> **SOURCE MATERIAL**:

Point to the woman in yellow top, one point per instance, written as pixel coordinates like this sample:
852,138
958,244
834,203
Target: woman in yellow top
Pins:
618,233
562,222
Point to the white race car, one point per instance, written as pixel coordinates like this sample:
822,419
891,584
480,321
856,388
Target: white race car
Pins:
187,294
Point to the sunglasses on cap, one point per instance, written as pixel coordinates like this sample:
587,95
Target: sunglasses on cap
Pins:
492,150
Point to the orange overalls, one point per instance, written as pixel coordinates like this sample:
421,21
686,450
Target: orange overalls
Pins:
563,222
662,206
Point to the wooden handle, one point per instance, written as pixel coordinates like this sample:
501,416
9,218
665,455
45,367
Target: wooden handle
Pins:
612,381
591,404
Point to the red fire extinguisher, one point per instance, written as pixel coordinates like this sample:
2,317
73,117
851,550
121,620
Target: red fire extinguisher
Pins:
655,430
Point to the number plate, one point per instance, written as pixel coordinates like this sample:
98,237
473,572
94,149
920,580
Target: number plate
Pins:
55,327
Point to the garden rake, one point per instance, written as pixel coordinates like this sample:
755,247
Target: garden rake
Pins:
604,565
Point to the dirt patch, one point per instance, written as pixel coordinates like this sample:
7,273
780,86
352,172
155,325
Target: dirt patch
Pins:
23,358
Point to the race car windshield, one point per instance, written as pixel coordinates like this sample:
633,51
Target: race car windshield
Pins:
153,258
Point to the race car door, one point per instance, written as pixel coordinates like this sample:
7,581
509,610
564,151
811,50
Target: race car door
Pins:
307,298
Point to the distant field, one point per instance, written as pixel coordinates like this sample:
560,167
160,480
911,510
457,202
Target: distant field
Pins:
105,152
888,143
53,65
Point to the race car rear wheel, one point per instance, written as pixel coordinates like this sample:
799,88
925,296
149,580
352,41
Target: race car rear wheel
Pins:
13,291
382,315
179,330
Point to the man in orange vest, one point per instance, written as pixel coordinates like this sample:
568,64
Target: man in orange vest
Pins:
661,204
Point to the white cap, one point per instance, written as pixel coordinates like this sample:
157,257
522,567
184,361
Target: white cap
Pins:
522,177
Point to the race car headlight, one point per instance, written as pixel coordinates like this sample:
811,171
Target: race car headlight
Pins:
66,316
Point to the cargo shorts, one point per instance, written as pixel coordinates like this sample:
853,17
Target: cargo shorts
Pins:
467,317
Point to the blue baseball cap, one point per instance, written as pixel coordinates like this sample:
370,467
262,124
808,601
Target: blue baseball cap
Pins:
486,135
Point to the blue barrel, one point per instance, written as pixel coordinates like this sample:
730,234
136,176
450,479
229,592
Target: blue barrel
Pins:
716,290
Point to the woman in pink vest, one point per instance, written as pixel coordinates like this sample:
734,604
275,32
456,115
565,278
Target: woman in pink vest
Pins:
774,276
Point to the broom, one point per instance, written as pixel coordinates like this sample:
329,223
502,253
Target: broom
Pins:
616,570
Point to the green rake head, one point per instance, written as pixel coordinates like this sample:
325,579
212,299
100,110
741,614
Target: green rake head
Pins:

> **PROBLEM STATEMENT**: Please copy the data from the line with "Point to the broom, one" through the end of the data, substituting "push broom" for "broom" and leaving everything else the same.

> **ANSWER TO THE PROBLEM**:
Point to the push broom, one point per instance, written as pixel coordinates like this sample:
329,223
502,253
Target: push broom
Pins:
616,570
Point to the green rake head, one point per instance, written as pixel coordinates like this sample:
325,579
212,299
100,110
741,614
Target: green rake head
Pins:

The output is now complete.